**To do**
Starting at the line that contains "seg: <item>lighthouse</item>" and continuing through the end of the listing, reproduce those lines with "per instance" changed to "for each instance" wherever it appears and everything else left intact. Leave the pictures out of the reproduced lines.

(Rows from a segmentation dataset)
-- -- --

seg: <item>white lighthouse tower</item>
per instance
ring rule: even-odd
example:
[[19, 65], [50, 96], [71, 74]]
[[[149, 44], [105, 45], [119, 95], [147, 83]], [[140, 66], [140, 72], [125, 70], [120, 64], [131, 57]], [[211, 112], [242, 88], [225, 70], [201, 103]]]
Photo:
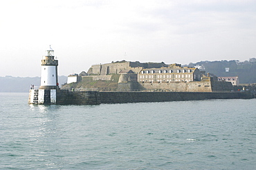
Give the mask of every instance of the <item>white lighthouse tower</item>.
[[58, 61], [54, 59], [54, 50], [51, 47], [46, 51], [46, 54], [42, 60], [41, 85], [39, 89], [57, 89]]

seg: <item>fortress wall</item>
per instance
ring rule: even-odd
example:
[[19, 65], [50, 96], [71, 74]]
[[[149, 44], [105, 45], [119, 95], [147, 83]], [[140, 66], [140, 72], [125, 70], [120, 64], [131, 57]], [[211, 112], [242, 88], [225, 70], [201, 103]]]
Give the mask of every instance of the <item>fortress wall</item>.
[[102, 65], [100, 75], [118, 74], [121, 70], [130, 70], [129, 63], [116, 63]]
[[250, 94], [241, 92], [100, 92], [99, 93], [101, 103], [166, 102], [252, 98]]
[[143, 69], [143, 64], [130, 62], [108, 63], [103, 65], [94, 65], [88, 70], [89, 74], [107, 75], [118, 74], [121, 70], [131, 70], [135, 73], [138, 73]]
[[146, 89], [158, 90], [163, 89], [171, 92], [211, 92], [210, 82], [176, 82], [176, 83], [140, 83]]
[[212, 88], [213, 92], [230, 92], [234, 87], [231, 82], [212, 81]]
[[87, 73], [91, 74], [100, 74], [100, 65], [93, 65], [91, 67], [91, 68], [88, 70]]
[[100, 100], [98, 92], [68, 92], [60, 89], [57, 93], [58, 105], [99, 105]]

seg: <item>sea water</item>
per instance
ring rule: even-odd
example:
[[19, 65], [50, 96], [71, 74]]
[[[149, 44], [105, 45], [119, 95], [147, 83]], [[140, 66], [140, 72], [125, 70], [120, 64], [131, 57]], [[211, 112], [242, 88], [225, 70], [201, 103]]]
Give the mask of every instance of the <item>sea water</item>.
[[33, 105], [0, 93], [0, 169], [254, 169], [256, 99]]

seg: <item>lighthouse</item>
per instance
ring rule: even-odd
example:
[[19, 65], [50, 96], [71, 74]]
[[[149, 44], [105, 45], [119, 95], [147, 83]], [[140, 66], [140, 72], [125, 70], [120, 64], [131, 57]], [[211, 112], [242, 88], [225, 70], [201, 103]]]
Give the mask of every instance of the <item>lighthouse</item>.
[[50, 47], [41, 61], [41, 85], [39, 89], [59, 89], [57, 78], [58, 61], [54, 59], [54, 50]]

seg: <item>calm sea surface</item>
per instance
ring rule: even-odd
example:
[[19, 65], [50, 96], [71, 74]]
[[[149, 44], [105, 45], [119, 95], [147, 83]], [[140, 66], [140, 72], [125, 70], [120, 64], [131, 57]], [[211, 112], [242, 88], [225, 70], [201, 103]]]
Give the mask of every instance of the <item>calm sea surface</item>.
[[33, 105], [0, 93], [0, 169], [255, 169], [256, 99]]

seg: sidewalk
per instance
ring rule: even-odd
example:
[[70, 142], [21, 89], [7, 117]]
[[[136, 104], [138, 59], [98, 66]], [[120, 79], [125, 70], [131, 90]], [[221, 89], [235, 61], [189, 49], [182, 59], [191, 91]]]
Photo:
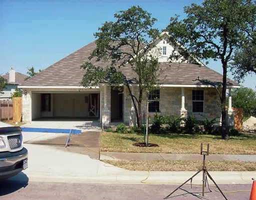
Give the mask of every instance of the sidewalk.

-- -- --

**Finished answer**
seg: <item>lighthouse</item>
for each instance
ring rule: even-odd
example:
[[19, 65], [50, 96], [71, 74]]
[[[149, 44], [105, 45], [119, 95], [147, 83]], [[140, 66], [140, 72], [125, 70], [120, 64], [131, 57]], [[211, 112], [242, 88], [225, 70], [201, 103]]]
Give the mask of every instance of the <item>lighthouse</item>.
[[50, 47], [41, 61], [41, 85], [39, 89], [59, 89], [57, 78], [58, 61], [54, 59], [54, 50]]

seg: <item>calm sea surface</item>
for each instance
ring rule: even-odd
example:
[[19, 65], [50, 96], [71, 74]]
[[[149, 44], [105, 45], [119, 95], [147, 83]], [[140, 66], [140, 72], [125, 70], [120, 64], [131, 57]], [[211, 112], [242, 88], [225, 70], [201, 103]]]
Give the mask of every instance of the <item>calm sea surface</item>.
[[33, 105], [0, 93], [0, 169], [255, 169], [256, 99]]

seg: sidewalk
for each instance
ring rule: even-odd
example:
[[70, 142], [21, 89], [7, 117]]
[[[136, 104], [138, 59], [98, 66]], [[120, 79], [125, 70], [131, 90]], [[221, 89], [235, 61], [189, 49], [182, 59], [191, 91]]]
Photo:
Give the mask of every instance of the sidewalk.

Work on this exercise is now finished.